WHAT YOU SHOULD DO:
Retype nothing but the lines running from the line that contains "house facade and record the coordinates." to the last line, both ends included, and skip every image.

RECORDS FOR THE TASK:
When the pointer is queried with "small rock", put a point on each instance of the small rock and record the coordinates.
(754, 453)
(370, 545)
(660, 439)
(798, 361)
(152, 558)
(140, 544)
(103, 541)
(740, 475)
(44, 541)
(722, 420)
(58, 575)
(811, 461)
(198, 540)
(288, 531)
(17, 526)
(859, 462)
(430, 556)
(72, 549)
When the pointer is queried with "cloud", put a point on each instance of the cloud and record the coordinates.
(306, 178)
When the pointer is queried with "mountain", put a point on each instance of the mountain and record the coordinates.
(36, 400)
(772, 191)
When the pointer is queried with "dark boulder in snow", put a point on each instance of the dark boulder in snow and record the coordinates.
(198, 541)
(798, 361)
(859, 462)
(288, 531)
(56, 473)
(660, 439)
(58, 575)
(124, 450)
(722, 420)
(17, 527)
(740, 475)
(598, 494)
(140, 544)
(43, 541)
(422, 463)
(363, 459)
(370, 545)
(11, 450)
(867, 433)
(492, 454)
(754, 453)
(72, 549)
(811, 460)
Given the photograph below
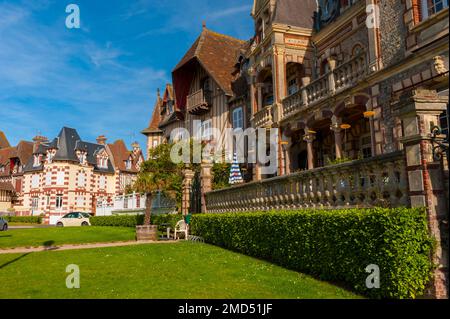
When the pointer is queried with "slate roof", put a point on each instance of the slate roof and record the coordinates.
(295, 13)
(216, 53)
(3, 141)
(66, 144)
(120, 154)
(153, 126)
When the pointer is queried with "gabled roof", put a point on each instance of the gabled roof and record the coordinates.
(66, 144)
(23, 151)
(216, 53)
(153, 126)
(3, 141)
(120, 154)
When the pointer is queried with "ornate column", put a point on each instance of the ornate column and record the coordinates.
(206, 182)
(331, 82)
(188, 176)
(419, 111)
(336, 128)
(309, 138)
(305, 82)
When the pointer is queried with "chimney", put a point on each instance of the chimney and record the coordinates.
(101, 140)
(38, 140)
(136, 147)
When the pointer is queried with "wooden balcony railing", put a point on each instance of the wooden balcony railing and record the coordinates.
(335, 81)
(199, 102)
(378, 181)
(264, 117)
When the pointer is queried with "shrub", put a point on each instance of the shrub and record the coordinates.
(24, 219)
(133, 220)
(333, 245)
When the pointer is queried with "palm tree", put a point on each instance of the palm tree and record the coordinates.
(159, 174)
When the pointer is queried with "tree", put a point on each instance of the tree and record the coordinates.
(159, 174)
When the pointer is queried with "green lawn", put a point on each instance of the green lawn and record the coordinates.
(179, 271)
(37, 237)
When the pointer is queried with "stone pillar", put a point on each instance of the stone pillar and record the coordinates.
(305, 82)
(206, 182)
(188, 176)
(336, 128)
(332, 63)
(309, 138)
(375, 62)
(419, 111)
(259, 87)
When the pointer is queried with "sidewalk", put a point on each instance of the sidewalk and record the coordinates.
(24, 250)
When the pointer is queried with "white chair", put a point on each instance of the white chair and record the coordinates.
(181, 227)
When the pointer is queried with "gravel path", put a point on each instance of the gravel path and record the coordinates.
(24, 250)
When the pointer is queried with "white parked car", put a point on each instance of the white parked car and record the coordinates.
(74, 220)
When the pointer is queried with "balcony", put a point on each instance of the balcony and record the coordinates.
(263, 118)
(378, 181)
(199, 102)
(341, 78)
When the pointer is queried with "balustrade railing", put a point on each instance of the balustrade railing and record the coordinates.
(378, 181)
(344, 75)
(263, 117)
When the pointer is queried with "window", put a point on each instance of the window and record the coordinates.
(48, 178)
(59, 201)
(268, 100)
(81, 180)
(207, 130)
(238, 118)
(60, 178)
(128, 164)
(102, 182)
(36, 160)
(35, 181)
(430, 7)
(292, 86)
(80, 201)
(50, 156)
(366, 146)
(34, 203)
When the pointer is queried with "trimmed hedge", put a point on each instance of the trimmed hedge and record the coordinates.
(24, 219)
(333, 245)
(134, 220)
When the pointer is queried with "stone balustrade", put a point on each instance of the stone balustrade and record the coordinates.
(263, 118)
(378, 181)
(345, 75)
(349, 73)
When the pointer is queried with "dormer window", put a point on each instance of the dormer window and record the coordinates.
(50, 155)
(81, 155)
(128, 164)
(430, 7)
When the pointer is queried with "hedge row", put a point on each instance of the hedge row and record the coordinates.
(24, 219)
(333, 245)
(134, 220)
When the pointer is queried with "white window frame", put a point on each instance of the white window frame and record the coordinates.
(59, 201)
(207, 129)
(428, 11)
(60, 178)
(238, 120)
(48, 179)
(35, 181)
(81, 180)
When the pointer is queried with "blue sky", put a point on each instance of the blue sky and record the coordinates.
(102, 78)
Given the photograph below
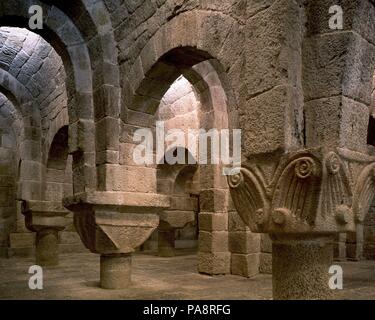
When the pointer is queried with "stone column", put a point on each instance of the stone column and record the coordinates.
(114, 224)
(115, 271)
(46, 218)
(47, 250)
(300, 267)
(308, 202)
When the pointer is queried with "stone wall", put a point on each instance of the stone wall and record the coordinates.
(7, 189)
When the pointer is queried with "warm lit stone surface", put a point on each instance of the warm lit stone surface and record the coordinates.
(158, 278)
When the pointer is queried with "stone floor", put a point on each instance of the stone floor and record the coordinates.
(158, 278)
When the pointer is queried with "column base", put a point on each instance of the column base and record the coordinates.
(300, 267)
(47, 250)
(115, 271)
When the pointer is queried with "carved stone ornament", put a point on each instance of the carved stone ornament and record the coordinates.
(306, 192)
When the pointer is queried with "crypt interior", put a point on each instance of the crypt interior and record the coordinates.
(74, 93)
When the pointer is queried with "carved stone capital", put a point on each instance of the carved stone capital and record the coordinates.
(312, 191)
(114, 222)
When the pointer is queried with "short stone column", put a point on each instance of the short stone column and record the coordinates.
(114, 224)
(300, 267)
(46, 218)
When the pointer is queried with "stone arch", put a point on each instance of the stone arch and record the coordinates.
(85, 43)
(180, 220)
(29, 155)
(185, 46)
(58, 173)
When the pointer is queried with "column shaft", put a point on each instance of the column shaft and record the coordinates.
(300, 267)
(47, 250)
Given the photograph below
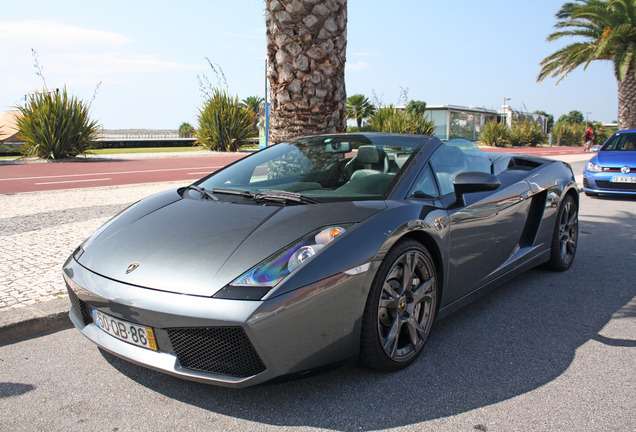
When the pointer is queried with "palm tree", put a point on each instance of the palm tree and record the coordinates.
(609, 33)
(253, 103)
(306, 45)
(359, 108)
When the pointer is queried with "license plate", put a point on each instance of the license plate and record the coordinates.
(620, 179)
(126, 331)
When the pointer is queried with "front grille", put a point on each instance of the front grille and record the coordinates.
(222, 350)
(616, 186)
(81, 309)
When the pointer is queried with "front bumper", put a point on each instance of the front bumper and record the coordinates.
(233, 343)
(599, 183)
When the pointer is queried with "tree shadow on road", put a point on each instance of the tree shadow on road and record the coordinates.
(514, 340)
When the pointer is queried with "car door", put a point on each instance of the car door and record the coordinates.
(485, 231)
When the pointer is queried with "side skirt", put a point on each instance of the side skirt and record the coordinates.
(486, 288)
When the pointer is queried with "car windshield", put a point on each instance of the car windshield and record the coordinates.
(323, 168)
(621, 141)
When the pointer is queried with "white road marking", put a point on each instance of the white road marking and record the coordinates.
(72, 181)
(213, 168)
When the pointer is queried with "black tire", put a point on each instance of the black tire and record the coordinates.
(566, 236)
(400, 309)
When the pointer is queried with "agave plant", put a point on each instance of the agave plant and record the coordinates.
(186, 130)
(568, 134)
(225, 123)
(54, 125)
(494, 134)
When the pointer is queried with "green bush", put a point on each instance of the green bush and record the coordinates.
(494, 134)
(390, 119)
(225, 124)
(525, 134)
(186, 130)
(55, 125)
(570, 134)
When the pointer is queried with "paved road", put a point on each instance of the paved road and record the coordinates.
(125, 169)
(546, 352)
(130, 169)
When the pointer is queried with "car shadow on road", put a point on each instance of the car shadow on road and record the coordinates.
(514, 340)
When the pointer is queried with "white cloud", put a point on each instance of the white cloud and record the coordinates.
(77, 54)
(50, 33)
(349, 66)
(366, 54)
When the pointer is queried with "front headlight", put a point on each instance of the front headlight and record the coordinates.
(275, 268)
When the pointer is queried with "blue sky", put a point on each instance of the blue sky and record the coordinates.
(147, 55)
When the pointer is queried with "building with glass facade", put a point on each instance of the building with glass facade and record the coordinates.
(466, 122)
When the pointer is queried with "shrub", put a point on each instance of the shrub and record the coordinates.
(390, 119)
(55, 125)
(570, 134)
(494, 134)
(527, 133)
(225, 123)
(186, 130)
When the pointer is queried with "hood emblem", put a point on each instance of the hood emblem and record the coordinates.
(132, 267)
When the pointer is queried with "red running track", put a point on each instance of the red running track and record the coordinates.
(31, 177)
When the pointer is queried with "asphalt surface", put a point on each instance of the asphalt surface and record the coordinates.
(39, 230)
(110, 170)
(545, 352)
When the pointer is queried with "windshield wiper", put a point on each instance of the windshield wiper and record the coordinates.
(284, 197)
(206, 193)
(245, 194)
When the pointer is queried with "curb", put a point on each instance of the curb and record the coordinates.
(30, 320)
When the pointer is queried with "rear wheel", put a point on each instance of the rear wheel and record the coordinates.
(400, 308)
(566, 235)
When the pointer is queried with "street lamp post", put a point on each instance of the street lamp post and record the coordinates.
(503, 110)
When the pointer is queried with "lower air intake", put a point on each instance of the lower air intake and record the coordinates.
(222, 350)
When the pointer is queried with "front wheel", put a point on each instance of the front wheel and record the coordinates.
(400, 308)
(566, 235)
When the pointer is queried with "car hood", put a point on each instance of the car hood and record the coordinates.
(197, 247)
(616, 158)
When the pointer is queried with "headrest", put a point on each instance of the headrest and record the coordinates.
(368, 154)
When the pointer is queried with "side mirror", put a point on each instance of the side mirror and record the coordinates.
(474, 181)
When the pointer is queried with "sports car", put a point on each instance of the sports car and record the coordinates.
(613, 169)
(317, 251)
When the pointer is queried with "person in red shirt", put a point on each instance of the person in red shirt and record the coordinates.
(589, 139)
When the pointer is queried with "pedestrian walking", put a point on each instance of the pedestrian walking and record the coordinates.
(589, 139)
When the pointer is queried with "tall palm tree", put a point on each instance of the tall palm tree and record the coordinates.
(306, 46)
(608, 28)
(359, 107)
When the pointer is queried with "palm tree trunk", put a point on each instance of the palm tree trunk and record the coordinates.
(627, 101)
(306, 47)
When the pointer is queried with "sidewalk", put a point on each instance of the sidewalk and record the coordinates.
(39, 230)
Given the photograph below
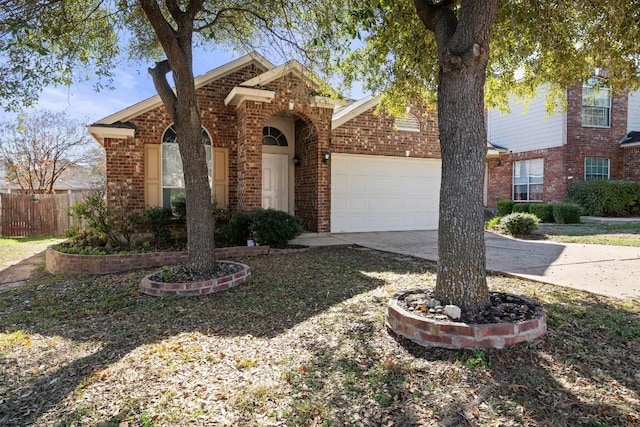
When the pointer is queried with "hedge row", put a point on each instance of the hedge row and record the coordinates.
(561, 213)
(601, 197)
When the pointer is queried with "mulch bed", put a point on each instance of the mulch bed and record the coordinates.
(503, 307)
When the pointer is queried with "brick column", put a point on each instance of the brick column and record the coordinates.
(250, 124)
(125, 172)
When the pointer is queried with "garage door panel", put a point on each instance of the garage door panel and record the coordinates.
(378, 193)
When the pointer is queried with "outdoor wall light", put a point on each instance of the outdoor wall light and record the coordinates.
(325, 157)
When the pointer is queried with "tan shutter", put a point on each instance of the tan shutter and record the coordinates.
(221, 175)
(152, 175)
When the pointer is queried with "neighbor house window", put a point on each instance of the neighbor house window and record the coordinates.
(527, 180)
(408, 123)
(596, 104)
(596, 168)
(172, 174)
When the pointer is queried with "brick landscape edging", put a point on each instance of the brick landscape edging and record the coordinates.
(204, 287)
(62, 263)
(457, 335)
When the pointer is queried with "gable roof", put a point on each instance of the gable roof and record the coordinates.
(289, 67)
(200, 81)
(348, 112)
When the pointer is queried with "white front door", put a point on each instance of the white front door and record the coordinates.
(275, 181)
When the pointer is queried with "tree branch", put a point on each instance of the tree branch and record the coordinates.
(159, 76)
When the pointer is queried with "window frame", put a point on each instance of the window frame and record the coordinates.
(407, 123)
(528, 181)
(169, 140)
(590, 102)
(593, 175)
(272, 133)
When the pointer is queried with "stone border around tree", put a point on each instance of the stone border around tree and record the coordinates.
(204, 287)
(62, 263)
(458, 335)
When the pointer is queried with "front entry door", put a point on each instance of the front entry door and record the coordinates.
(275, 181)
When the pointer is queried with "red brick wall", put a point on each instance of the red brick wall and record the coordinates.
(312, 178)
(240, 130)
(501, 176)
(125, 159)
(374, 134)
(631, 163)
(125, 172)
(563, 165)
(594, 142)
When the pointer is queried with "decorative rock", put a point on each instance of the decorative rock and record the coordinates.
(433, 303)
(453, 311)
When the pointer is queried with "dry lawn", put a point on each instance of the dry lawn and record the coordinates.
(302, 344)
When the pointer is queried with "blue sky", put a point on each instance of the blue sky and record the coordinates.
(132, 84)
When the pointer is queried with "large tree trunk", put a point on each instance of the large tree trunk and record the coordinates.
(462, 37)
(183, 108)
(200, 239)
(461, 248)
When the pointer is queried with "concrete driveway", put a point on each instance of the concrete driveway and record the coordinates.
(607, 270)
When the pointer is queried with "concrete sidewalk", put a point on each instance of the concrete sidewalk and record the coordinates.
(606, 270)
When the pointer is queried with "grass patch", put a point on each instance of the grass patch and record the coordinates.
(13, 250)
(623, 234)
(302, 343)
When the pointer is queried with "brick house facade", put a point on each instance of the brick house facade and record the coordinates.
(243, 101)
(564, 143)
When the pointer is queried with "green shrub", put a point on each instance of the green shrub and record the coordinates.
(155, 220)
(494, 223)
(544, 211)
(266, 226)
(505, 207)
(520, 207)
(236, 230)
(602, 197)
(519, 223)
(100, 224)
(567, 213)
(274, 228)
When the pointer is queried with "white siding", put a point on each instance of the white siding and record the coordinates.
(527, 128)
(633, 120)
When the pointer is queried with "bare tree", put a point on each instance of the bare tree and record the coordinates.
(37, 149)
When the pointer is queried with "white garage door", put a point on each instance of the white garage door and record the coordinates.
(378, 193)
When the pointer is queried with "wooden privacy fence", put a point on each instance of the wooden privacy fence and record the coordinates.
(24, 215)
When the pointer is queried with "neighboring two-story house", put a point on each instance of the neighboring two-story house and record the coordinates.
(273, 141)
(541, 153)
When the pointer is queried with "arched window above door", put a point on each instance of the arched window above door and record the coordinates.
(273, 136)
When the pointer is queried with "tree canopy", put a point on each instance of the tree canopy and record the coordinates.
(533, 43)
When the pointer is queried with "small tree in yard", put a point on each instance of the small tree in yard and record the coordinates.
(38, 149)
(418, 50)
(73, 34)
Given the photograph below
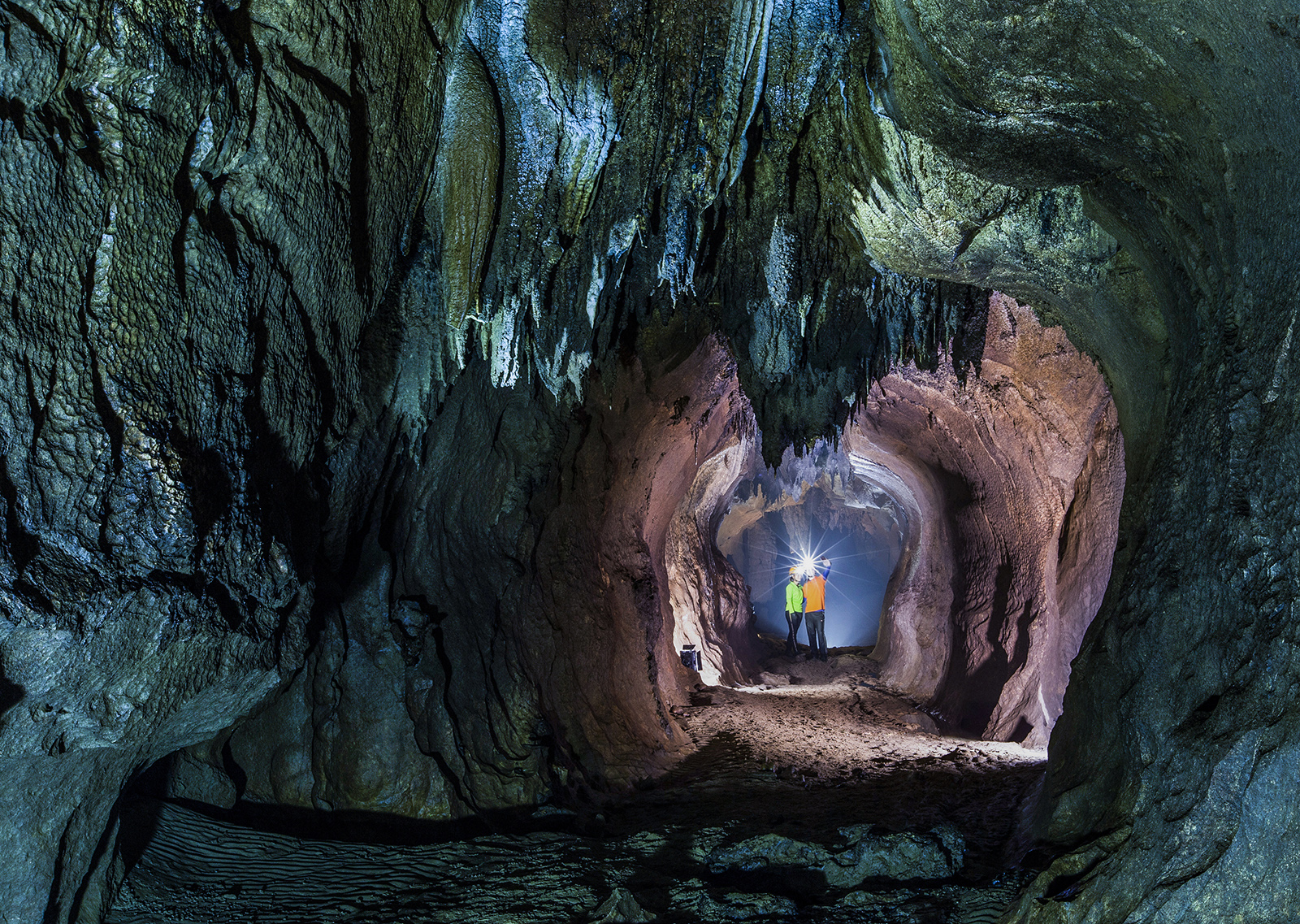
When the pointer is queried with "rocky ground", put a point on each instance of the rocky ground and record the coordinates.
(814, 796)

ANSWER FOR THE TASK:
When the pointer is queried with "brick house facade", put a point on each instance of the brick house facade and record the coordinates.
(243, 101)
(564, 143)
When the pointer is queried with "green shrub", put a point on each instance of the green shrub and record the coordinates.
(155, 220)
(494, 223)
(544, 211)
(266, 226)
(505, 207)
(520, 207)
(236, 230)
(602, 197)
(519, 223)
(100, 224)
(567, 213)
(274, 228)
When the pointer is queried with "white siding", put a point on each instance of the white siding and record the coordinates.
(527, 128)
(633, 120)
When the pointer is queried with "bare tree", put a point on each instance of the bare tree and record the coordinates.
(37, 149)
When the pointer is queried with "white garage door", put a point on each instance of the white garage door and record the coordinates.
(378, 193)
When the pointer is queried with "wooden privacy fence", put a point on each instance of the wooden privacy fence and record the coordinates.
(24, 215)
When the pointer is queried with "neighboring two-story house", put a point on each instance of the neighboring two-story house and record the coordinates.
(273, 141)
(541, 153)
When the pointer is queried with "arched window above door", put a point on each instance of the arched window above door and record the coordinates.
(273, 136)
When the pointer is queried with "tree canopy", put a point on each instance of the tree canopy and record the coordinates.
(533, 43)
When the pointer is queried with "small tree in yard", put a point on each instance of the small tree in yard and record the coordinates.
(38, 149)
(418, 50)
(73, 34)
Given the photograph below
When the pointer is queried with "rocky ground", put a point on each instance of the rocky ground and record the coordinates.
(814, 796)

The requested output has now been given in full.